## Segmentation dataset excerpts
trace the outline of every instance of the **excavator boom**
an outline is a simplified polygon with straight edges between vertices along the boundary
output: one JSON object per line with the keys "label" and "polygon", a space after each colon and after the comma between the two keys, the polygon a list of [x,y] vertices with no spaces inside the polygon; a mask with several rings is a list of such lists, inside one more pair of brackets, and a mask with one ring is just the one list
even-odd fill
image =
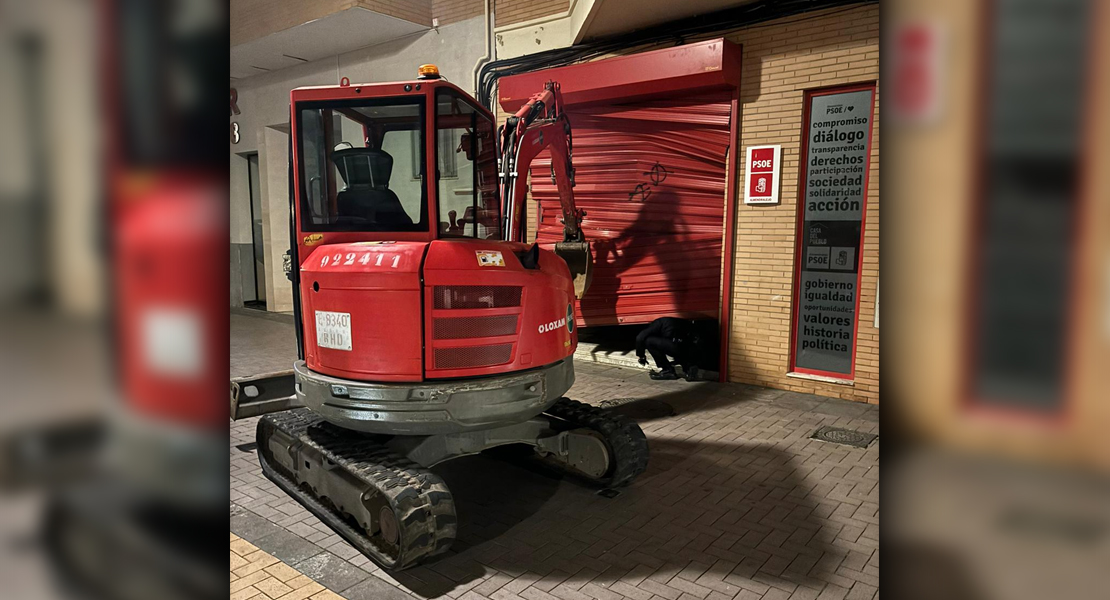
{"label": "excavator boom", "polygon": [[582,233],[586,212],[574,203],[574,164],[572,162],[571,121],[562,110],[558,83],[548,81],[509,116],[498,135],[498,173],[504,204],[505,238],[524,240],[524,210],[527,197],[527,172],[544,149],[551,149],[552,181],[558,190],[563,216],[563,241],[555,254],[563,258],[574,278],[574,295],[582,298],[593,279],[589,242]]}

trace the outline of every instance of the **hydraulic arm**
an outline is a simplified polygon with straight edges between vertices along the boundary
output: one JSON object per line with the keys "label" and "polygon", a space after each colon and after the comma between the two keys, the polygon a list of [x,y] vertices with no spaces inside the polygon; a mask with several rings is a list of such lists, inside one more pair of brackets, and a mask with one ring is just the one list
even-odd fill
{"label": "hydraulic arm", "polygon": [[552,182],[558,190],[563,212],[563,241],[555,244],[555,254],[566,261],[574,278],[574,294],[581,298],[593,278],[593,258],[589,242],[582,233],[586,212],[574,203],[571,121],[563,112],[558,83],[548,81],[542,92],[533,94],[509,116],[498,132],[498,143],[503,231],[511,242],[524,240],[528,167],[536,155],[551,148]]}

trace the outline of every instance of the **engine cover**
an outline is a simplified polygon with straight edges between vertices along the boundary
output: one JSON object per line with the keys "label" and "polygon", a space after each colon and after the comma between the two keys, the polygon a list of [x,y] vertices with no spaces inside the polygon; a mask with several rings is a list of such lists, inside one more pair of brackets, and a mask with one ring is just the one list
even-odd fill
{"label": "engine cover", "polygon": [[304,359],[366,382],[423,377],[421,261],[426,242],[320,246],[301,265]]}
{"label": "engine cover", "polygon": [[[320,246],[301,265],[305,364],[362,382],[502,375],[574,353],[562,258],[480,240]],[[422,273],[423,270],[423,273]]]}

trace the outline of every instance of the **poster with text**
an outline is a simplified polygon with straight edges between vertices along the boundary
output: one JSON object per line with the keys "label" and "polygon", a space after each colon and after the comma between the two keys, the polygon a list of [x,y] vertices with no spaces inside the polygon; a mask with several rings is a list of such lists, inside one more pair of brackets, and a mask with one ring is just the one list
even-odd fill
{"label": "poster with text", "polygon": [[875,90],[807,98],[795,368],[852,373]]}

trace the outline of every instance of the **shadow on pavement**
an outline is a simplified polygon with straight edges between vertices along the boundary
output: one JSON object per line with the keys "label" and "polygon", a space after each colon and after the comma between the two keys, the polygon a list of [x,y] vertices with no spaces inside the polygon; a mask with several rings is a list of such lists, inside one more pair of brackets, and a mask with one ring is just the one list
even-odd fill
{"label": "shadow on pavement", "polygon": [[427,598],[466,588],[487,568],[527,573],[544,591],[630,584],[667,596],[669,581],[672,594],[704,597],[825,586],[815,574],[844,558],[831,546],[838,527],[809,498],[791,454],[724,439],[649,444],[647,472],[614,498],[492,456],[437,468],[457,504],[458,538],[442,559],[395,579]]}

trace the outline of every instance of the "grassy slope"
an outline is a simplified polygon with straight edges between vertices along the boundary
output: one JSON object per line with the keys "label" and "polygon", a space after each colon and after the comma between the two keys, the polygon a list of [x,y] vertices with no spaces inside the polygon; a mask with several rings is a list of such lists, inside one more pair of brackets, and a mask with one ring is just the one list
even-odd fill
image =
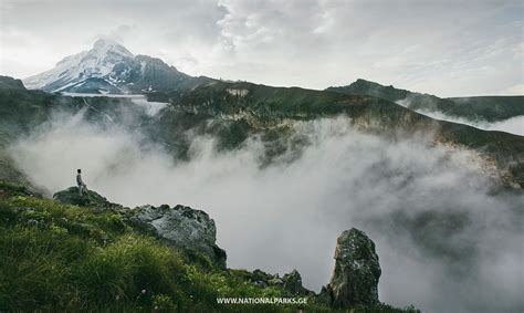
{"label": "grassy slope", "polygon": [[471,121],[496,122],[524,115],[524,96],[473,96],[440,98],[430,94],[384,86],[375,82],[357,80],[347,86],[328,87],[327,91],[350,95],[370,95],[391,102],[409,98],[413,109],[439,111],[450,116]]}
{"label": "grassy slope", "polygon": [[[125,210],[62,205],[0,181],[0,311],[329,311],[306,305],[224,305],[220,296],[291,296],[244,270],[167,248],[134,229]],[[155,310],[157,307],[157,310]],[[354,312],[413,312],[388,305]]]}

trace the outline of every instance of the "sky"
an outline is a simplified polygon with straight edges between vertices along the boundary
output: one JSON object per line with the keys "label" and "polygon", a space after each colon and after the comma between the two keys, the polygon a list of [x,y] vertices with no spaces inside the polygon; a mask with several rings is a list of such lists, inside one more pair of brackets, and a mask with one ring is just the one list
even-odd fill
{"label": "sky", "polygon": [[524,2],[0,0],[0,74],[111,38],[191,75],[325,88],[361,77],[439,96],[524,94]]}

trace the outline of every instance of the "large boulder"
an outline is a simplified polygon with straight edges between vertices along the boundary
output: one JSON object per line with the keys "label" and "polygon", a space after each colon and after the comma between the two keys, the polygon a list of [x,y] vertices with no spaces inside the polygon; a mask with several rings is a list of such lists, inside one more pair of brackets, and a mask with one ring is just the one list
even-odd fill
{"label": "large boulder", "polygon": [[335,309],[378,304],[380,274],[371,239],[358,229],[345,230],[337,239],[333,277],[319,298]]}
{"label": "large boulder", "polygon": [[53,199],[66,205],[74,205],[78,207],[91,208],[119,208],[120,205],[109,202],[105,197],[92,190],[83,191],[82,196],[78,192],[78,187],[70,187],[53,195]]}
{"label": "large boulder", "polygon": [[203,253],[214,264],[226,268],[227,254],[216,243],[214,221],[205,211],[184,206],[171,208],[167,205],[147,205],[135,208],[130,220],[170,246]]}

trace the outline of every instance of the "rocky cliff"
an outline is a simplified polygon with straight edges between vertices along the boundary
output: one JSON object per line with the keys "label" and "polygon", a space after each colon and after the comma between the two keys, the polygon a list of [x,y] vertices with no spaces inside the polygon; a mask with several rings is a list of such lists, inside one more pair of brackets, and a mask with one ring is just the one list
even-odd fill
{"label": "rocky cliff", "polygon": [[335,270],[321,299],[336,309],[378,304],[380,274],[371,239],[356,228],[346,230],[337,239]]}

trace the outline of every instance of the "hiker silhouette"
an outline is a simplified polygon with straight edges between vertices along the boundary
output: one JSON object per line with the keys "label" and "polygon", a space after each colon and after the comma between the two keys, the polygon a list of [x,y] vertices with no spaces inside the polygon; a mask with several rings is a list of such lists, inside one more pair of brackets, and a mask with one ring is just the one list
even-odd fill
{"label": "hiker silhouette", "polygon": [[78,195],[82,197],[87,191],[87,185],[82,180],[82,169],[76,170],[76,185],[78,186]]}

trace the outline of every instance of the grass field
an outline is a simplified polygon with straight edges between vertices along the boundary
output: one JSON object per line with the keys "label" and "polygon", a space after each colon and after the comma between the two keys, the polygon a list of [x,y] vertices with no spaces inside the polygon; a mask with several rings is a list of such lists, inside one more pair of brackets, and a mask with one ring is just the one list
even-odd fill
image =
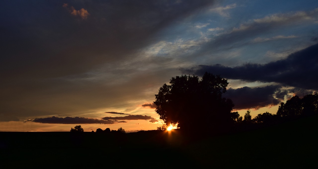
{"label": "grass field", "polygon": [[1,160],[9,168],[317,168],[317,121],[315,116],[200,139],[177,130],[0,132]]}

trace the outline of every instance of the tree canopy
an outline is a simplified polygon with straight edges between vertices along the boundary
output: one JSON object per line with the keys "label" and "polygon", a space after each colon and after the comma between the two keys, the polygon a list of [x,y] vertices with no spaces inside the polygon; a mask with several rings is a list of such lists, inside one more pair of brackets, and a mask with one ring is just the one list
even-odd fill
{"label": "tree canopy", "polygon": [[84,132],[84,129],[82,128],[82,127],[80,125],[79,125],[78,126],[76,126],[75,127],[74,127],[74,128],[71,128],[71,131]]}
{"label": "tree canopy", "polygon": [[219,75],[206,72],[197,76],[172,77],[155,95],[156,111],[169,125],[178,124],[181,129],[194,126],[214,130],[224,129],[233,122],[232,101],[222,97],[228,84]]}

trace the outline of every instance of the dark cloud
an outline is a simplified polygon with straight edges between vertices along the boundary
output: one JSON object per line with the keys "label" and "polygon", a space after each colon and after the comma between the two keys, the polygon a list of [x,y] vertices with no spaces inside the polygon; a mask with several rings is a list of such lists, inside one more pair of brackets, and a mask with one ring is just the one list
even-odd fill
{"label": "dark cloud", "polygon": [[150,120],[149,121],[152,123],[159,122],[157,120],[151,116],[142,115],[129,115],[123,117],[105,117],[102,118],[105,120]]}
{"label": "dark cloud", "polygon": [[[62,1],[2,2],[0,44],[5,57],[0,66],[7,73],[2,77],[63,76],[130,58],[153,41],[158,31],[213,2],[175,2],[114,0],[66,5]],[[71,14],[87,19],[74,19],[66,7]]]}
{"label": "dark cloud", "polygon": [[55,116],[45,118],[37,118],[24,121],[25,122],[29,121],[51,124],[114,124],[116,122],[117,122],[117,120],[103,120],[78,117],[57,117]]}
{"label": "dark cloud", "polygon": [[271,85],[255,88],[248,87],[236,89],[230,88],[226,90],[223,96],[232,100],[235,104],[233,108],[234,110],[258,109],[275,106],[280,103],[282,100],[274,98],[273,96],[280,91],[280,86]]}
{"label": "dark cloud", "polygon": [[203,49],[201,52],[209,53],[220,48],[230,49],[242,46],[251,43],[251,38],[262,34],[291,26],[311,24],[317,20],[317,16],[318,10],[315,9],[275,14],[251,20],[220,34],[206,46],[202,47]]}
{"label": "dark cloud", "polygon": [[156,109],[157,108],[157,106],[154,104],[153,103],[145,103],[142,105],[142,106],[143,107],[149,107],[151,109]]}
{"label": "dark cloud", "polygon": [[[105,103],[117,108],[144,99],[141,82],[153,87],[161,79],[150,72],[171,70],[130,76],[141,65],[161,65],[166,59],[141,63],[137,53],[160,40],[158,31],[213,2],[31,1],[0,1],[0,88],[6,89],[0,91],[0,113],[15,118],[75,116]],[[135,67],[123,67],[127,61]]]}
{"label": "dark cloud", "polygon": [[105,113],[110,113],[111,114],[118,114],[118,115],[129,115],[130,114],[126,114],[126,113],[118,113],[118,112],[114,112],[114,111],[106,112],[105,112]]}
{"label": "dark cloud", "polygon": [[318,90],[318,44],[289,55],[286,59],[260,65],[248,63],[230,67],[220,64],[199,65],[183,73],[201,76],[205,72],[224,78],[249,82],[275,82],[284,85],[308,90]]}

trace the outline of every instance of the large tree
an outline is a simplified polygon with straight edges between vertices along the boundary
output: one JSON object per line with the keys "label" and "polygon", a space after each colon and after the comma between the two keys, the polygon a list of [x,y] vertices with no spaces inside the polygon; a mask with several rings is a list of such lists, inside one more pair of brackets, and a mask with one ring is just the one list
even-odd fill
{"label": "large tree", "polygon": [[224,129],[234,122],[233,102],[222,97],[228,83],[207,72],[201,80],[194,75],[172,77],[170,85],[165,84],[155,95],[156,112],[167,125],[177,123],[182,129]]}

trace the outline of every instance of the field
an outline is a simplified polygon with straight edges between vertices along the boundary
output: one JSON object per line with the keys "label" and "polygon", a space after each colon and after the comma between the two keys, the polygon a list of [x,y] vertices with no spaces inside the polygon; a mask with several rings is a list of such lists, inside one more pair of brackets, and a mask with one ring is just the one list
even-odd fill
{"label": "field", "polygon": [[315,116],[201,138],[177,130],[114,135],[0,132],[0,160],[12,168],[316,168],[317,121]]}

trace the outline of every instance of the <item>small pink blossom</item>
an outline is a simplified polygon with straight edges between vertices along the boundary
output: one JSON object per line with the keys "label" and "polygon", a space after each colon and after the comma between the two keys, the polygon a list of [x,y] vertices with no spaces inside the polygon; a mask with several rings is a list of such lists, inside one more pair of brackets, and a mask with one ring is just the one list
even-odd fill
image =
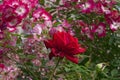
{"label": "small pink blossom", "polygon": [[112,31],[116,31],[116,30],[118,30],[118,28],[120,28],[120,22],[114,22],[114,21],[113,21],[113,23],[110,24],[110,29],[111,29]]}
{"label": "small pink blossom", "polygon": [[87,35],[87,37],[90,38],[91,40],[94,39],[94,35],[92,33],[92,30],[90,30],[89,27],[82,28],[82,34]]}
{"label": "small pink blossom", "polygon": [[15,6],[14,12],[21,18],[25,18],[29,13],[29,8],[26,4],[20,3],[19,5]]}
{"label": "small pink blossom", "polygon": [[94,25],[93,32],[97,33],[99,37],[104,37],[106,35],[106,25],[104,23],[99,23]]}

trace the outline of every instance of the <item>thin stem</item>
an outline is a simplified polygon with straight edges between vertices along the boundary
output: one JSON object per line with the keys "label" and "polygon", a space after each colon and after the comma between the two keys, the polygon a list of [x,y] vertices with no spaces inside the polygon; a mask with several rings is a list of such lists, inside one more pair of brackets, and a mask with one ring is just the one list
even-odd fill
{"label": "thin stem", "polygon": [[61,58],[58,59],[57,64],[56,64],[55,68],[53,69],[52,74],[50,75],[49,80],[52,80],[53,76],[55,75],[55,72],[56,72],[57,66],[58,66],[59,63],[60,63],[60,60],[61,60]]}

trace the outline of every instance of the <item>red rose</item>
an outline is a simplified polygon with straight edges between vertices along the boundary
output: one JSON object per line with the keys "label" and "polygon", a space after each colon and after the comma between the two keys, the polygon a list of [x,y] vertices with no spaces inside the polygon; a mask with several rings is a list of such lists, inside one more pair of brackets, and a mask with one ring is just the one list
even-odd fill
{"label": "red rose", "polygon": [[44,43],[47,48],[51,49],[50,59],[54,56],[66,57],[68,60],[78,64],[78,58],[75,55],[85,52],[85,48],[78,44],[78,39],[67,32],[56,32],[52,39],[46,40]]}

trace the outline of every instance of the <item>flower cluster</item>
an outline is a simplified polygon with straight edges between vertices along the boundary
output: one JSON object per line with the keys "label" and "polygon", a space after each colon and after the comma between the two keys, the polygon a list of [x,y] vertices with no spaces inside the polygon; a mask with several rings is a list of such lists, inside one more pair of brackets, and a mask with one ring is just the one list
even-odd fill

## What needs to be done
Begin with the line that contains "trace the outline of every instance of the <item>thin" and end with the last line of the records; set down every line in that span exactly, and nothing else.

## Result of the task
trace the outline of every instance of the <item>thin stem</item>
an outline is a simplified polygon with straight edges between vertices along the boundary
output: one JSON object per line with the keys "label" and "polygon", a space after each colon and after the comma between the two keys, the polygon a list of [x,y] vertices with no spaces inside the polygon; a mask with several rings is a list of such lists, inside one more pair of brackets, and a mask with one ring is just the one list
even-odd fill
{"label": "thin stem", "polygon": [[61,58],[58,59],[57,64],[56,64],[55,68],[53,69],[52,74],[50,75],[49,80],[52,80],[53,76],[55,75],[55,72],[56,72],[57,66],[58,66],[59,63],[60,63],[60,60],[61,60]]}

trace the outline of every instance of the <item>red rose</item>
an outline is a simplified polygon with straight edges between vertices along the boundary
output: one JSON object per line with the keys "label" and "polygon", a space after each colon and after the comma between the two keys, the polygon a list of [x,y] vertices with no spaces inside the polygon; a mask with several rings is a list of such lists, inside one more pair of brackets, and a mask with one ring is just the one list
even-odd fill
{"label": "red rose", "polygon": [[44,43],[47,48],[51,49],[50,59],[54,56],[66,57],[68,60],[78,64],[78,58],[75,55],[85,52],[85,48],[78,44],[78,39],[67,32],[56,32],[52,39],[46,40]]}

trace the outline of every instance of the <item>flower cluster</item>
an outline is a simplified polygon with straight edges between vertices along the boundary
output: one JSON object per line with the keys "label" and "polygon", a space after each colon and after the comma between the two keys, the polygon a list of [x,y] vertices with no spaces inside the polygon; a mask with several rings is a list of such lists, inside one more pair of brackets, and a mask with one ring is just the one list
even-odd fill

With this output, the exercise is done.